### Objective
Every record below should be printed exactly as given.

▶

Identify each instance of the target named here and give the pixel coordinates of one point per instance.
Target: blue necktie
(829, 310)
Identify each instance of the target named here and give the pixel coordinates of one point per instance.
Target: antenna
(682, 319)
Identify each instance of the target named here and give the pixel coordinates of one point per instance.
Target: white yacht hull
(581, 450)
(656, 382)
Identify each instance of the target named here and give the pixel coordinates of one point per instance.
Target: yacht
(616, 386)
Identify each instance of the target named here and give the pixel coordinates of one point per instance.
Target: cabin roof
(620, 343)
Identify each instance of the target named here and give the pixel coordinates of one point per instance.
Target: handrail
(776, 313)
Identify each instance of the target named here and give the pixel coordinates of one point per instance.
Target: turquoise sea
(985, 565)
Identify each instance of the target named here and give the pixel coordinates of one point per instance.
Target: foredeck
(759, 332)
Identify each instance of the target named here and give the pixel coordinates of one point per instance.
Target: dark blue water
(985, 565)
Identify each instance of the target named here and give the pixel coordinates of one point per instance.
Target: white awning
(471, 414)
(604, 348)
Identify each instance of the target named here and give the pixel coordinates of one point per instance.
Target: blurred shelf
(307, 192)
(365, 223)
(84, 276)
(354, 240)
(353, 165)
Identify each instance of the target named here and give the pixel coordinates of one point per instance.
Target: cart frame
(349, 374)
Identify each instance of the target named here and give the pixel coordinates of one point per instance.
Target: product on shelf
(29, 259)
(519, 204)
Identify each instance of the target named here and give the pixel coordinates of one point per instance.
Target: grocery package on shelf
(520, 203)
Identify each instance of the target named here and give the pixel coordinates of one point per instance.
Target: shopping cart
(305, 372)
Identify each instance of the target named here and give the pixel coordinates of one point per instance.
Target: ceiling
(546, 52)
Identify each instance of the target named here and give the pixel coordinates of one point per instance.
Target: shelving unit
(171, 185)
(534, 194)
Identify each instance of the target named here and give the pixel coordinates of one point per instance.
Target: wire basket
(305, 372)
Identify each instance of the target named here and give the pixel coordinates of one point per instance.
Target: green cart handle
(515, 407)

◀

### Task output
Identify each instance of the target named here and give the pixel coordinates of one point per instance.
Target: blue necktie
(829, 310)
Identify each instance of the target named here and give the pixel coordinates of one point per instance.
Target: antenna
(682, 319)
Identify each instance of the target named here and give the pixel coordinates of one point per instance.
Target: white yacht hull
(581, 450)
(656, 382)
Identify each instance of the target named here and give the pixel coordinates of one point per instance.
Target: yacht
(616, 386)
Identify each instance of the target named here and give the pixel coordinates of one point per instance.
Target: cabin roof
(620, 343)
Identify each instance of the target named here and give the pixel coordinates of one point per instance.
Target: handrail
(776, 313)
Identify each instance of the target named here and give the pixel coordinates of one point per instance.
Target: turquoise sea
(985, 565)
Identify each instance of the target named here and give the pixel coordinates of one point per instance.
Target: foredeck
(759, 332)
Identify each instance of the target named here and give the pixel coordinates of one point per instance.
Target: dark blue water
(985, 565)
Identify each instance of the target named here and give the pixel coordinates of one point per instance.
Target: white awning
(471, 414)
(604, 348)
Identify each instance of the target named here and give the pixel coordinates of one point per instance.
Target: blurred shelf
(307, 192)
(365, 223)
(84, 276)
(354, 240)
(353, 165)
Identify each instance of the target named here and give the pixel coordinates of one point per instance.
Target: cart frame
(349, 374)
Identify each instance of the target named here and give the pixel coordinates of one point per instance.
Target: product on shelf
(29, 259)
(519, 204)
Identify each instance of the target named here and give the pixel coordinates of one point per instance.
Target: grocery package on shelf
(520, 203)
Identify each instance of the target named here and give the pixel coordinates of one point per instance.
Target: shopping cart
(305, 372)
Identify each instance of the target named here and give the pixel coordinates of one point per instance.
Target: ceiling
(546, 52)
Identify each instance of the target named here and give the pixel coordinates of one point per instance.
Target: shelving unit
(171, 185)
(534, 194)
Identify each instance of the target named here and give the pixel coordinates of one point per instance.
Target: wire basket
(305, 372)
Identify each instance of the target named here and give the pixel coordinates of one point per instance.
Target: green cart handle
(515, 407)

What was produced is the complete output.